- THE PROBLEM -
Without the pictures, return all of the material exactly as written.

Data extracted from a collection
++++++++

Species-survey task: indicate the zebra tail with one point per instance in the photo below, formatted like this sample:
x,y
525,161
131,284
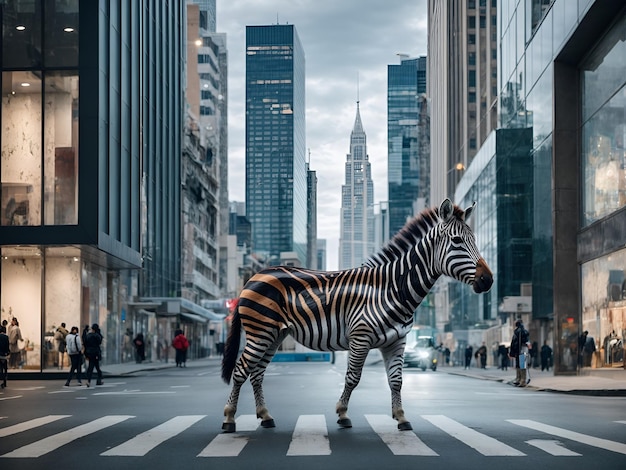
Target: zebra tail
x,y
231,350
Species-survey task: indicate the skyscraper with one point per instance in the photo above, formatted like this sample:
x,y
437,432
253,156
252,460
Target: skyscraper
x,y
276,171
408,185
462,85
356,244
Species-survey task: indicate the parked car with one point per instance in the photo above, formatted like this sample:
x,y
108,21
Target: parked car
x,y
420,351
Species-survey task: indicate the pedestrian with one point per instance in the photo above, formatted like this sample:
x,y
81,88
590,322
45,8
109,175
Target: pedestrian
x,y
15,336
546,356
181,345
59,339
468,356
75,351
4,356
519,351
481,355
503,353
83,336
582,339
140,348
93,352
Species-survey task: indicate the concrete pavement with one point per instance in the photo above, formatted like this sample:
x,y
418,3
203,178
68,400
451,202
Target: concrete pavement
x,y
598,382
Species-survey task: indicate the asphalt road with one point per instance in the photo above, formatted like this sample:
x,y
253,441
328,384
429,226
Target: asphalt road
x,y
171,419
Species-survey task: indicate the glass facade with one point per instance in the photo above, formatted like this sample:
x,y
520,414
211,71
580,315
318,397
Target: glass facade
x,y
406,182
562,68
276,172
499,180
603,103
71,226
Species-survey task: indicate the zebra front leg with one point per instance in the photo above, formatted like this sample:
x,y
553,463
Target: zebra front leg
x,y
394,360
231,408
356,359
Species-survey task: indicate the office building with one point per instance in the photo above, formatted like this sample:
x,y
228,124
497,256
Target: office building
x,y
462,86
91,170
276,171
356,242
407,165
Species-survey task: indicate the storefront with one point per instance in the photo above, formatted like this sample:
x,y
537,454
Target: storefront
x,y
603,284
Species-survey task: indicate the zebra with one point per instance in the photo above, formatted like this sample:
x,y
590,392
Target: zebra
x,y
357,309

++++++++

- TASK ANSWER -
Species-survey task: indicate the zebra tail with one point per instance in the photo below, formatted like this sample:
x,y
525,161
131,284
Target: zebra tail
x,y
231,350
Species-survey task: indicate the skyscraper with one point per instance in the photo above, formatted like this sample:
x,y
437,432
253,156
252,460
Target: skyscraper
x,y
276,171
408,185
462,85
356,244
Species-survey task: indicate the parked car with one point per instance in the photo above, formatted like this sample:
x,y
108,21
Target: parked car
x,y
420,351
Species-survey task: indicate the pedestrian with one point per instance in the photo above, formatted like this sample:
x,y
81,88
590,322
45,8
109,175
Target: pedestrian
x,y
15,336
546,356
181,345
59,339
468,356
75,351
4,356
519,351
481,355
503,353
83,336
582,339
140,348
93,352
Species-survey task: indicate the concrete pavement with one point per instance in the photo above, formatted like this sample:
x,y
418,3
203,178
68,400
451,202
Target: concrete pavement
x,y
598,382
Species-survey task: indicate the asphalt road with one point per instance in the photo above, formatted like this sample:
x,y
253,441
328,384
429,226
Target: asphalt road
x,y
171,419
Species-survey task: indicate the glass facade with one point per instance in the photo above, formatted like this sample:
x,y
520,414
211,71
580,315
318,397
Target: glass facade
x,y
406,182
562,68
276,172
499,180
603,103
71,226
Species-survey task: indicate the zebra front leg with one point per instance in the photo above, formatted like this sample:
x,y
553,463
Target: zebra front leg
x,y
394,360
231,408
356,359
Species-survey task: indicate the office building with one point per instance in the photo above, formatted like this sample:
x,y
228,124
497,256
Target: office building
x,y
462,86
91,170
276,171
356,242
407,165
Species-survey task: indicate the storefront with one point per instance in the photo above, formatted like this sample:
x,y
537,454
Target: storefront
x,y
603,284
Species-survey task: indicate the zebra with one point per instance in the photo above, formatted like this sample:
x,y
590,392
Target: zebra
x,y
357,309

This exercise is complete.